Problems to work on =
A - Answer these questions from the text on the append-only log below, one per line with matching marks:
(i) What read and write complexity does this database have?
(ii) What does Postgres add to get O(1) reads?
(iii) Which hash does the checksum use?
B - In the text on the append-only log below, list every helper function that the body of db_set calls.
C - Carry on the text on the append-only log below, picking up after its last sentence.

Excerpt provided =
◆ ◆ ◆ ◆
Every idea that powers Postgres and Kafka — shown in shell script you can read without a compiler. Seven chapters, one concept each. Each opens with the theory, shows the exact implementation, then explains what a production database does differently.

Chapter 1 — The append-only log

Why the simplest possible write strategy turns out to be one of the most powerful ideas in database design.

"The simplest possible database can be implemented with two Bash functions... db_set appends a key-value pair to the end of a file."
— Designing Data-Intensive Applications, Chapter 3

For this project append-only was the default and obvious choice for simplicity's sake

Instead of finding where a key lives and overwriting it, an append-only log just adds a new record to the end of a file. Every write is a sequential disk write — no seeking, no locking of individual records, no risk of partially overwriting data.

Benefits of append-only design

  • Data integrity - Existing records are not modified, audit-only logs provide a natural audit trail and make it easier to maintain data consistency acrosss distributed-systems
  • Perfomance - sequential writes are faster than random access patterns
  • Simplicity - Append-only simplifies system design by eliminating update and delete operations

The tradeoff is reads: to find the latest value for a key, you scan from the end. This database stores every write as a CSV line with a timestamp and SHA256 checksum. The record format is: key,"value",timestamp,checksum.

This database
Sequential append to file, scan from end on read. O(n) reads, O(1) writes.
Production
Same idea — Kafka is literally this. Postgres adds a heap file with page layout for O(1) reads.
bash src/db_utils.sh + src/db_ops.sh
db_set() {
  _db_validate_key_value "$1" "$2" || return 1
  _db_check_flock || return 1

  local record
  record=$(_db_format_record "$1" "$2")

  (
    _db_lock_exclusive
    _db_write_record "$record"  # append — never overwrites
  ) 200>"${db}.lock"
}

_db_format_record() {
  local key="$1" value="$2"
  local timestamp payload checksum
  timestamp=$(_db_timestamp)         # ISO-8601
  payload="$key,\"$value\",$timestamp"  # 3-field CSV payload
  checksum=$(_db_checksum "$payload") # SHA256
  echo "$payload,$checksum"            # 4-field final record
}

Every write calls _db_format_record to build a 4-field CSV line, then appends it. No record is ever modified in place, old versions stay in the file forever until compaction removes them.
◆ ◆ ◆ ◆
Extracted data =

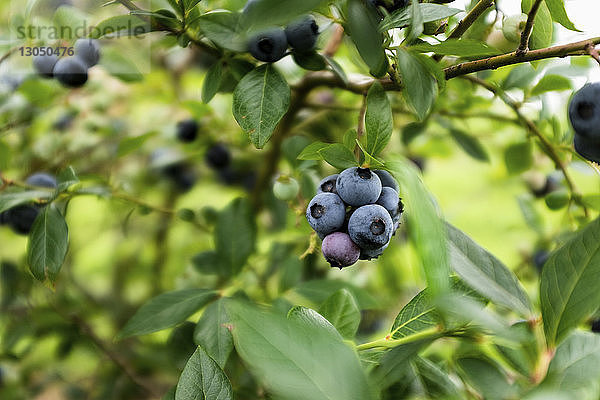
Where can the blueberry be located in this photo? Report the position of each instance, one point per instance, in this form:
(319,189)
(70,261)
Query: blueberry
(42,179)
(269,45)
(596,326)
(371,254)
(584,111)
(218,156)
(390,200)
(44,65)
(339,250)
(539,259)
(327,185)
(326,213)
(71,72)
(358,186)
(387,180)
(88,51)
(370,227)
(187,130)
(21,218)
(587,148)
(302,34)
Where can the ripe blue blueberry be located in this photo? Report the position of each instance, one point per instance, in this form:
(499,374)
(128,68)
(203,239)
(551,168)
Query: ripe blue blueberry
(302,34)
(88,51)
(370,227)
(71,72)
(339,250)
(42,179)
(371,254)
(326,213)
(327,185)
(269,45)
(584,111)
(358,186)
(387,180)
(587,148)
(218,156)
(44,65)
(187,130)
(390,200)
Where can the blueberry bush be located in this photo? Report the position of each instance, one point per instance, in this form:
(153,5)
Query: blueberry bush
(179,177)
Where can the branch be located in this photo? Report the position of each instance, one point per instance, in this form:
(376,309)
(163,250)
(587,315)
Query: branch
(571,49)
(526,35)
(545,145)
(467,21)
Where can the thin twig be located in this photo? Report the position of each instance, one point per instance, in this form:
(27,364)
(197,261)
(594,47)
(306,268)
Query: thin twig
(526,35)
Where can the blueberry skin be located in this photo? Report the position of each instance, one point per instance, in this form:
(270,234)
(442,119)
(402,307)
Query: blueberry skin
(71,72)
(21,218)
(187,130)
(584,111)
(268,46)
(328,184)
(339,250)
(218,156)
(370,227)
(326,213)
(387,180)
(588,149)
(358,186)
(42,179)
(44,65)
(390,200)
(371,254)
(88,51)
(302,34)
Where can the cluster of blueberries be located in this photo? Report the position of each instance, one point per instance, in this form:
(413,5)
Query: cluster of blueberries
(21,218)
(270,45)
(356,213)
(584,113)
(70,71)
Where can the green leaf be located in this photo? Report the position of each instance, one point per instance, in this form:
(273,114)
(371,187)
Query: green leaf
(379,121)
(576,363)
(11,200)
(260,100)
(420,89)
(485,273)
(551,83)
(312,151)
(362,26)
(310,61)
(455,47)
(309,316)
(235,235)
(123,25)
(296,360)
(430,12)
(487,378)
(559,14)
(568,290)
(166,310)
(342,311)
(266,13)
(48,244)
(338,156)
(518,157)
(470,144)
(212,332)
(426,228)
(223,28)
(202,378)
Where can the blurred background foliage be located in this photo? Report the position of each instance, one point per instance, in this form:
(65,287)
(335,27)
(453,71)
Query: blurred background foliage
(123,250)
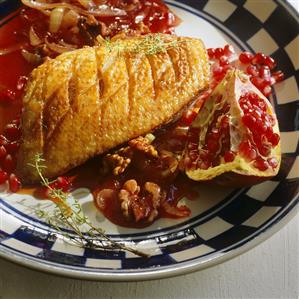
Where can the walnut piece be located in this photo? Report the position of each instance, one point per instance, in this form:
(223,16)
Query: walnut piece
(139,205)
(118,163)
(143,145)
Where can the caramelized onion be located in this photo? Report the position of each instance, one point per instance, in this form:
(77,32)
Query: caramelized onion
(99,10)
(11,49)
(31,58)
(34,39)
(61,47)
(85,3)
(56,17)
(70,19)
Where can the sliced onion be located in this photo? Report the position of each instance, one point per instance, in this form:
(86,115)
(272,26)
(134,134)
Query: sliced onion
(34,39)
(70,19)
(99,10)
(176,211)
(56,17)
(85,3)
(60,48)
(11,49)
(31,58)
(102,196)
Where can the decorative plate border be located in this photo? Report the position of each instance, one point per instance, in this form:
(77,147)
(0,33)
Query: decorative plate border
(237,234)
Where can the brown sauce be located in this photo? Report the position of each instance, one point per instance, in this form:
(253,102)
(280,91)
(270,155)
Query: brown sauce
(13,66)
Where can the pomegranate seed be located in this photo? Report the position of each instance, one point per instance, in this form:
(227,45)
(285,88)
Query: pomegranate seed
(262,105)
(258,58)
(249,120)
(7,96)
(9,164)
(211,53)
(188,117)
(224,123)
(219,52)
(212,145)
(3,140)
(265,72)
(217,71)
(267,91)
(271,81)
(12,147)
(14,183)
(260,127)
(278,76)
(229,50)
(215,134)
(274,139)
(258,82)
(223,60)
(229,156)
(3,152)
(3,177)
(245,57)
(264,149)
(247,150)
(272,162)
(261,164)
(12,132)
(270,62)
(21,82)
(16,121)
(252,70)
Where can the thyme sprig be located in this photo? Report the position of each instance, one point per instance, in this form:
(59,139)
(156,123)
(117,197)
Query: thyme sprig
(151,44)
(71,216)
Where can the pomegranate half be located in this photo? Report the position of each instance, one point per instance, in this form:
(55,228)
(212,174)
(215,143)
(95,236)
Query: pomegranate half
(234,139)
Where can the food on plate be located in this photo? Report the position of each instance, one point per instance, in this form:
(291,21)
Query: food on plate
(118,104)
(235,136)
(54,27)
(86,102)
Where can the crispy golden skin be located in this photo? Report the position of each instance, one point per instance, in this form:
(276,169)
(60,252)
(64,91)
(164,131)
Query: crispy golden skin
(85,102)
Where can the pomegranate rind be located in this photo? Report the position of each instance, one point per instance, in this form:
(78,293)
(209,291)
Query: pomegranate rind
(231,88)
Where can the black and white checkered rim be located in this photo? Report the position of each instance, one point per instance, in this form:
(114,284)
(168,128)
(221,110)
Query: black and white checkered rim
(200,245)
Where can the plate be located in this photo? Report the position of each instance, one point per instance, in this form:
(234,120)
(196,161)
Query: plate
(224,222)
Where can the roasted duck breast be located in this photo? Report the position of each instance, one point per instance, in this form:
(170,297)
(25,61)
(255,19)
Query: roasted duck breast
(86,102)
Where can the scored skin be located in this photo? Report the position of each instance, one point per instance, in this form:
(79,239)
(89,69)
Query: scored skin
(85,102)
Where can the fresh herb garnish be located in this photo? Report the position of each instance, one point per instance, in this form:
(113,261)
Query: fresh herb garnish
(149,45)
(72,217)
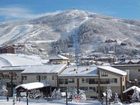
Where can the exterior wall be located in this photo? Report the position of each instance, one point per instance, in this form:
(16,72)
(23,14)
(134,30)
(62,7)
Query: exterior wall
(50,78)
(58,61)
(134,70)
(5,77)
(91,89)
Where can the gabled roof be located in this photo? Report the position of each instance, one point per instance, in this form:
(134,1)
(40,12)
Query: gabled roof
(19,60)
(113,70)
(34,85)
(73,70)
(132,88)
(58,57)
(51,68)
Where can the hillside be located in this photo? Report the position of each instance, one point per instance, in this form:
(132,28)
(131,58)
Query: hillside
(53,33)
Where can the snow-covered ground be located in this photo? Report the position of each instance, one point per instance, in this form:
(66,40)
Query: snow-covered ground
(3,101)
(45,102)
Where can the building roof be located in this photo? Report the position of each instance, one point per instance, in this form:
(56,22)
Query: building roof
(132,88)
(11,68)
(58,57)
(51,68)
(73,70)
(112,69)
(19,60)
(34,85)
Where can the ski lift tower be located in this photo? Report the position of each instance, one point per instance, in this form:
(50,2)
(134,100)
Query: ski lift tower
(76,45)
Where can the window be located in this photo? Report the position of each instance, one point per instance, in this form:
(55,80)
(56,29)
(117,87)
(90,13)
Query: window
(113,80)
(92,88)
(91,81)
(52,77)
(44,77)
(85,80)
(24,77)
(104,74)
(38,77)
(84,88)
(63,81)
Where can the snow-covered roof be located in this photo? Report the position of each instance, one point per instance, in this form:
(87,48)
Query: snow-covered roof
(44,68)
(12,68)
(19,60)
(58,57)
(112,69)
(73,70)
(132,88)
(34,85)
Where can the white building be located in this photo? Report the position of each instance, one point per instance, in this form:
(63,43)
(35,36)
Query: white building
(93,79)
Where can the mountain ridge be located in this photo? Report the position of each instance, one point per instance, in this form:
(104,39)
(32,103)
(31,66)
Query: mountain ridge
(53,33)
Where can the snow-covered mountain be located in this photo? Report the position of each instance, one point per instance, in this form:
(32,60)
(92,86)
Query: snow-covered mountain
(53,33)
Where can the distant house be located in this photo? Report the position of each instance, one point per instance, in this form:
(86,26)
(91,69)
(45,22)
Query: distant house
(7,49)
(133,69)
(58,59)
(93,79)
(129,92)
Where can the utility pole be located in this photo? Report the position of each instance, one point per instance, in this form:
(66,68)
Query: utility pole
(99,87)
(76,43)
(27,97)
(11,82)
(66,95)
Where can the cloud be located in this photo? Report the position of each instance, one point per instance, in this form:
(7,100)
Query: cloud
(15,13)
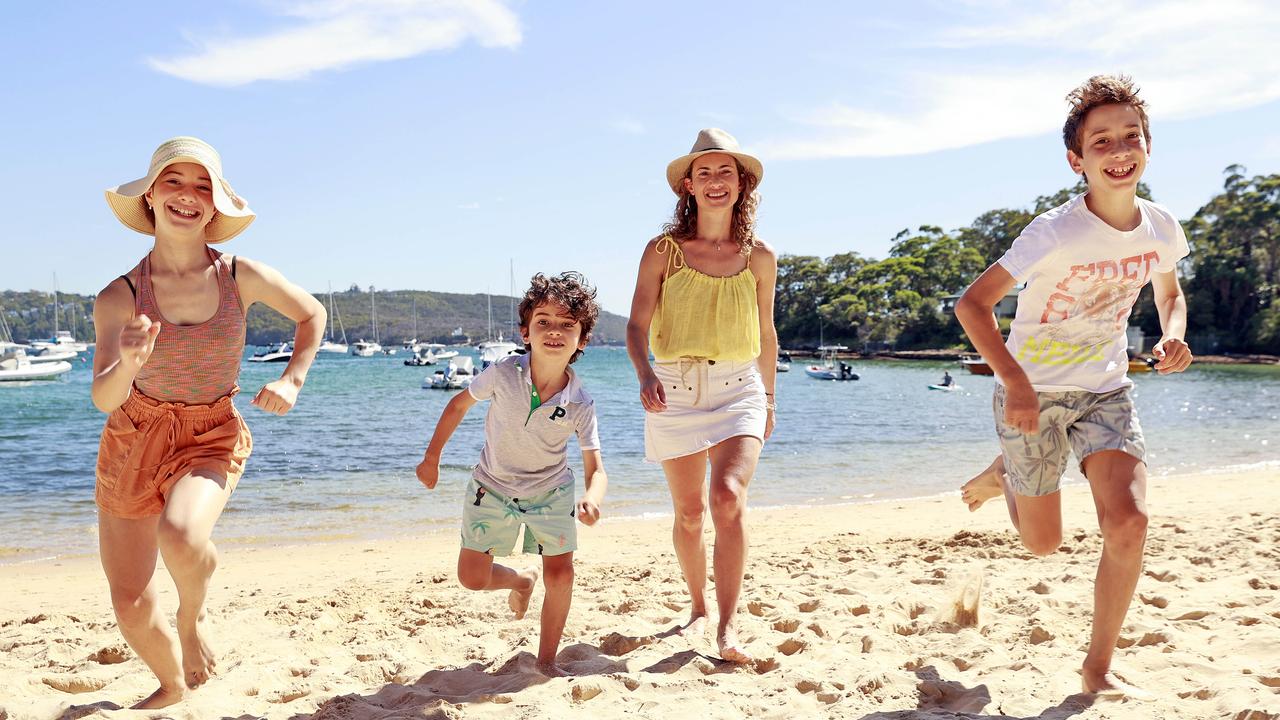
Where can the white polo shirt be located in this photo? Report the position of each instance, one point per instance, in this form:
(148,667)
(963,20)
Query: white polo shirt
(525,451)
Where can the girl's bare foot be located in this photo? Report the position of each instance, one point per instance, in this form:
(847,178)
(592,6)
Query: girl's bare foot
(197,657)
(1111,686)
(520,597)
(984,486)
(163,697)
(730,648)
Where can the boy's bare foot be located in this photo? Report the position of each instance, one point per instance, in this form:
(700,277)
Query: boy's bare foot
◆ ◆ ◆ ◆
Per-task answers =
A -
(i) O(n) reads and O(1) writes.
(ii) A heap file with page layout.
(iii) SHA256.

B -
_db_validate_key_value
_db_check_flock
_db_format_record
_db_lock_exclusive
_db_write_record

C -
To retrieve a value, db_get uses awk to filter lines by key, then takes the last one, the most recent write wins.

bash src/db_utils.sh
_db_checksum() {
  local payload="$1"
  echo -n "$payload" | sha256sum | cut -d' ' -f1
}

_db_timestamp() {
  date -Iseconds
}
Apache Kafka direct equivalent
Kafka's entire architecture is an append-only log. Producers append, consumers read by offset. No deletes, no in-place updates — just sequential writes to segment files.
LevelDB / RocksDB evolved form
Writes go to an in-memory memtable first, then flush to immutable SSTable files on disk. Same append-only principle, but sorted keys within segments enable binary search reads.
PostgreSQL heap + WAL hybrid
Postgres uses an append-only WAL for durability, but also updates its heap files in-place for fast reads. Two separate write paths, two separate structures.
1 of 7

Chapter 2 — The write-ahead log

How databases survive crashes mid-write — and why writing everything twice is worth the cost.

"The WAL is an append-only file to which every modification must be written before it can be applied to the data files. If the database crashes, the WAL can be replayed to bring the database back up to date."
— Designing Data-Intensive Applications, Chapter 3

The problem: if a process dies mid-write, the main database file could be partially written and corrupt. The WAL solves this by recording your intent before acting on it. On startup, any data in the WAL that isn't in the main file gets replayed.

Additionally, WAL significantly reduces disk writes. Only the WAL file needs to be flushed to the db after a transaction is committed. WAL also makes it possible to support on-line backup and point-in-time recovery.

This database writes every record to db.wal first, then fsyncs to make it durable. The main db file is only updated when you call db_sync. On db_init, leftover transaction files are cleaned up.

This database
Flat text WAL. Every write fsyncs individually. db_sync appends WAL to main file, then truncates.
Production
Binary WAL format, group commits, configurable fsync policy. Postgres WAL has its own streaming replication protocol built on top.
bash src/db_storage.sh
_db_append_wal() {
  local record="$1"
  echo "$record" >> "$db.wal"  # write to WAL first...
  _db_fsync_wal                  # ...then fsync to disk
  if _db_replica_enabled; then
    _db_replica_append "$record"  # fan out to replica
  fi
}

_db_fsync_wal() {
  if [ "${DB_NO_FSYNC:-0}" = "1" ]; then
    return 0  # skip for benchmarks (trade durability for speed)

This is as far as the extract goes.